REQUEST>
Please gather every line of the data below that contains the string "right", copying each one in full. Treat uppercase and lowercase letters as different.

■ ■ ■

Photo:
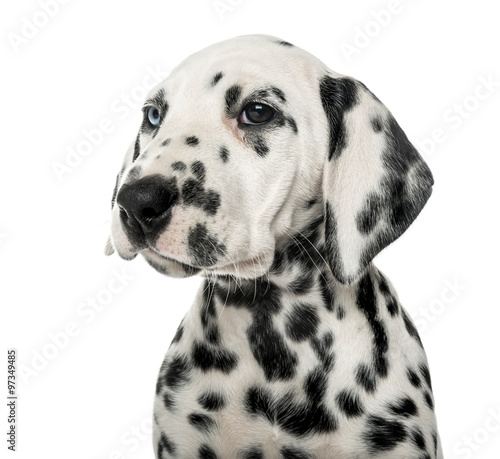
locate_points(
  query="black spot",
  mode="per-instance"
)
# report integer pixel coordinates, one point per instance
(291, 122)
(367, 303)
(216, 78)
(205, 452)
(332, 246)
(326, 292)
(322, 347)
(253, 452)
(290, 452)
(115, 191)
(201, 421)
(260, 296)
(428, 400)
(168, 400)
(212, 401)
(178, 166)
(392, 306)
(258, 401)
(302, 322)
(224, 153)
(424, 371)
(198, 170)
(258, 144)
(194, 193)
(376, 123)
(338, 96)
(370, 214)
(192, 141)
(165, 444)
(207, 358)
(302, 285)
(349, 403)
(298, 419)
(158, 101)
(413, 378)
(418, 439)
(435, 442)
(279, 94)
(137, 147)
(383, 434)
(410, 328)
(277, 360)
(311, 203)
(391, 302)
(178, 334)
(303, 419)
(204, 248)
(233, 95)
(177, 373)
(404, 407)
(365, 378)
(208, 314)
(315, 385)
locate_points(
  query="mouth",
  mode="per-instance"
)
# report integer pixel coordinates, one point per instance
(251, 268)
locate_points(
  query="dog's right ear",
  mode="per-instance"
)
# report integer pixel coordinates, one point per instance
(130, 156)
(374, 181)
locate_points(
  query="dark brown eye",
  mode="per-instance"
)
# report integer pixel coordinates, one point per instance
(256, 113)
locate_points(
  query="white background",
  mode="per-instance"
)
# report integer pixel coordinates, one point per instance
(91, 397)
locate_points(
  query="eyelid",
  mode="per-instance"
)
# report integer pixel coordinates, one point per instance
(258, 101)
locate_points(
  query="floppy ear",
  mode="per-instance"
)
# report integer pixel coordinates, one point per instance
(374, 183)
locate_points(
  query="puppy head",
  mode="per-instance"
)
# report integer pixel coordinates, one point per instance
(244, 144)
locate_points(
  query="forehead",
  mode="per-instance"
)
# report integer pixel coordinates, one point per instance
(250, 61)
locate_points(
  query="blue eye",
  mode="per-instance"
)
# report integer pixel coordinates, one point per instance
(154, 116)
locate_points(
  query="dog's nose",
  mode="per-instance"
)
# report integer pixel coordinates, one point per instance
(146, 205)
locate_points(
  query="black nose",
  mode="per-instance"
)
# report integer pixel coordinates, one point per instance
(146, 205)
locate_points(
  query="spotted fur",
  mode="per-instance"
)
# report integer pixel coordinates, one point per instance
(296, 346)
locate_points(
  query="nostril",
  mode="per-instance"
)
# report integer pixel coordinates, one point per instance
(149, 214)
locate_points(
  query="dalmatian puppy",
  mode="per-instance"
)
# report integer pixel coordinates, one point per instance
(278, 181)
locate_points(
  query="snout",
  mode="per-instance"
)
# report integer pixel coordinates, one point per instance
(146, 207)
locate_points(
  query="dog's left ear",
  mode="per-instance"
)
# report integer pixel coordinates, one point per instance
(374, 183)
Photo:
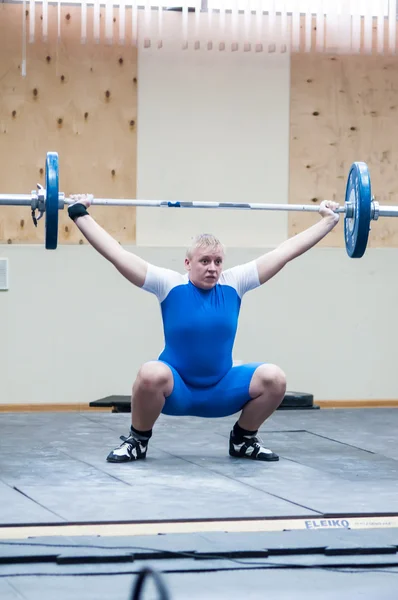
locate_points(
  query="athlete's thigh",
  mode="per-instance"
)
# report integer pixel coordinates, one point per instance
(231, 393)
(179, 402)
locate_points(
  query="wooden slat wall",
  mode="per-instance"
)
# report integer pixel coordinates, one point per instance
(96, 139)
(343, 109)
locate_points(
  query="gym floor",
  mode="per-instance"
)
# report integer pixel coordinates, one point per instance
(71, 522)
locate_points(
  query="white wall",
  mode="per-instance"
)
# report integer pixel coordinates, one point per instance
(212, 126)
(73, 330)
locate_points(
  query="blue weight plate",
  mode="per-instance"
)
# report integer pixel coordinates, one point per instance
(51, 200)
(359, 195)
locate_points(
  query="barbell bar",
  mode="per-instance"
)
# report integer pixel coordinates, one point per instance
(359, 208)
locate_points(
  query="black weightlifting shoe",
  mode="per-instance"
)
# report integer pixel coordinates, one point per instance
(132, 448)
(250, 447)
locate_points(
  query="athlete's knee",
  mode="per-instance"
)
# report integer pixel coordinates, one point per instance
(154, 376)
(272, 379)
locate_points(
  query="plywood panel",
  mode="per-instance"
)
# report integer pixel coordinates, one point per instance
(78, 100)
(343, 109)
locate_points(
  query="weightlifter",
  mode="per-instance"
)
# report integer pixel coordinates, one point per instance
(194, 374)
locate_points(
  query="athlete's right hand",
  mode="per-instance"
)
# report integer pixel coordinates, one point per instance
(85, 199)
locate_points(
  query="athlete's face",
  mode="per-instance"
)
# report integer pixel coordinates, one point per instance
(205, 267)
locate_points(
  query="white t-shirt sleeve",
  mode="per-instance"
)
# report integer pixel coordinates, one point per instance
(160, 281)
(242, 277)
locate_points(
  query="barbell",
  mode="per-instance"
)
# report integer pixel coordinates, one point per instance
(359, 209)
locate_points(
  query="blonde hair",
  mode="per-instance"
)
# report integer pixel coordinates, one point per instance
(204, 240)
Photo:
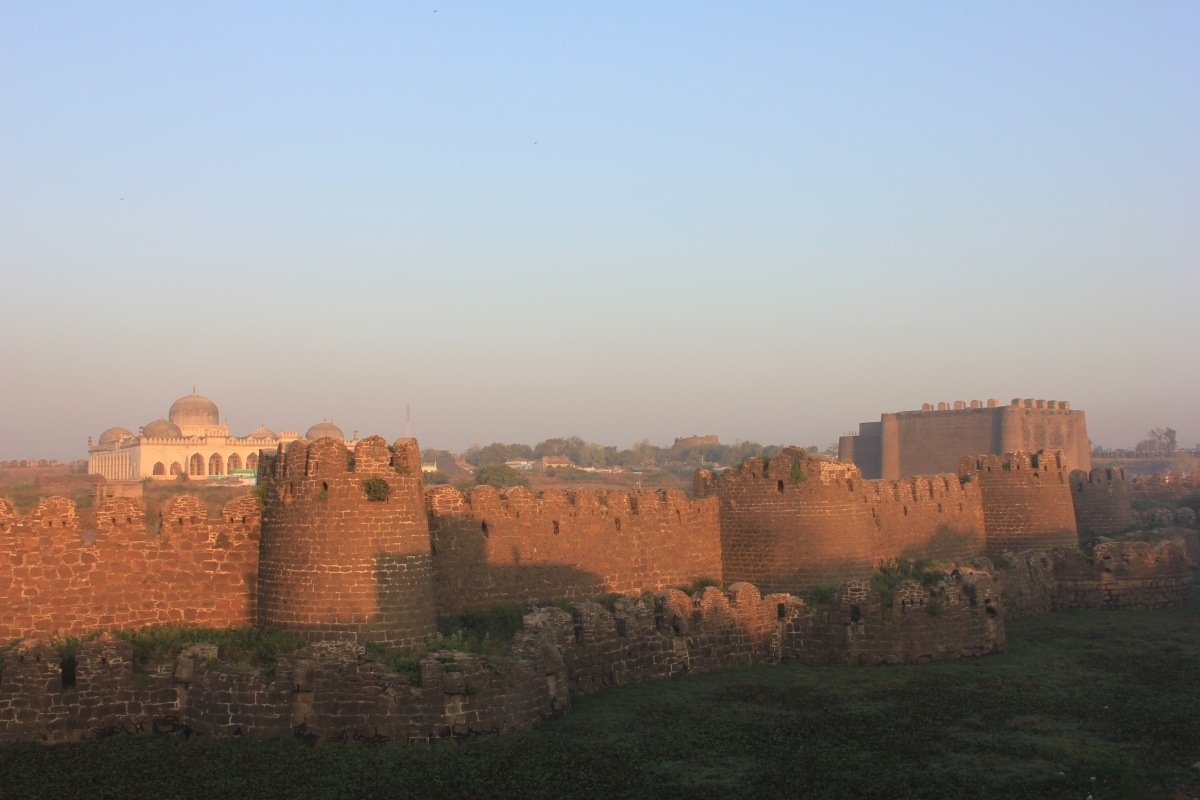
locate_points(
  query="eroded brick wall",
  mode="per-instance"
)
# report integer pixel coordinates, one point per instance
(516, 546)
(335, 563)
(798, 521)
(59, 578)
(1102, 501)
(1026, 500)
(958, 619)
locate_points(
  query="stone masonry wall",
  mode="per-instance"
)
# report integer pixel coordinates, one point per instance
(1102, 501)
(959, 619)
(335, 563)
(1026, 500)
(798, 521)
(334, 691)
(58, 578)
(519, 547)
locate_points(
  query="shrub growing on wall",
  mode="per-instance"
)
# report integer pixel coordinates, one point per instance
(376, 488)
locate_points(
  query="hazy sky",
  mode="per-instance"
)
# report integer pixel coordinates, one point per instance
(621, 221)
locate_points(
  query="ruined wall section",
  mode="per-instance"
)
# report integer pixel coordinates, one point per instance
(954, 620)
(516, 546)
(1123, 575)
(797, 521)
(1026, 500)
(1102, 501)
(346, 547)
(59, 578)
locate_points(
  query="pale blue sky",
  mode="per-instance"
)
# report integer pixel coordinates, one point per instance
(621, 221)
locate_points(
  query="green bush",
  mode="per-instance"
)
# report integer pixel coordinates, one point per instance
(249, 645)
(1191, 500)
(377, 489)
(402, 662)
(893, 572)
(699, 584)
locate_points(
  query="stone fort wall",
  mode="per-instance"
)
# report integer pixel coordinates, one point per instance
(934, 439)
(348, 551)
(1102, 501)
(1026, 500)
(796, 521)
(517, 547)
(334, 691)
(59, 578)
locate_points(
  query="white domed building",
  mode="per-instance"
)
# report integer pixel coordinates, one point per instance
(190, 441)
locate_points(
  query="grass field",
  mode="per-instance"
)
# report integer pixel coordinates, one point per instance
(1083, 703)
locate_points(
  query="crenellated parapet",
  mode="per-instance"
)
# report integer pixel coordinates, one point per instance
(1026, 499)
(797, 521)
(1102, 501)
(60, 576)
(493, 547)
(915, 624)
(346, 547)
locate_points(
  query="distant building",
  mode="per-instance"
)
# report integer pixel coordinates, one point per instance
(934, 439)
(190, 441)
(683, 443)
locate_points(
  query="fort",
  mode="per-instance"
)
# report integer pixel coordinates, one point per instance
(933, 439)
(345, 547)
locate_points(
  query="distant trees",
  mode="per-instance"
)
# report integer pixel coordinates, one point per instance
(1158, 440)
(497, 453)
(499, 476)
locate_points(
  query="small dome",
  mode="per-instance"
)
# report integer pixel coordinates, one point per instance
(115, 434)
(162, 428)
(325, 428)
(195, 409)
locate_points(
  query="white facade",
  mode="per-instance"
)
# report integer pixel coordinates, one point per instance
(192, 443)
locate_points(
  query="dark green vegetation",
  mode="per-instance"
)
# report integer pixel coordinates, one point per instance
(499, 476)
(376, 489)
(1083, 703)
(893, 572)
(247, 645)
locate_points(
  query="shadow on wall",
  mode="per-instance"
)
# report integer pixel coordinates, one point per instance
(465, 578)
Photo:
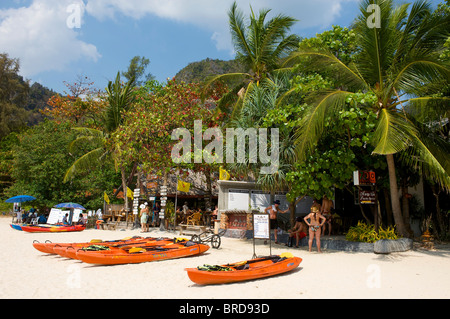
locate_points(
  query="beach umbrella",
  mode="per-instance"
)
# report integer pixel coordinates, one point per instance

■ ■ ■

FULL RESPONSE>
  query="dog's right ear",
  query="athlete's right hand",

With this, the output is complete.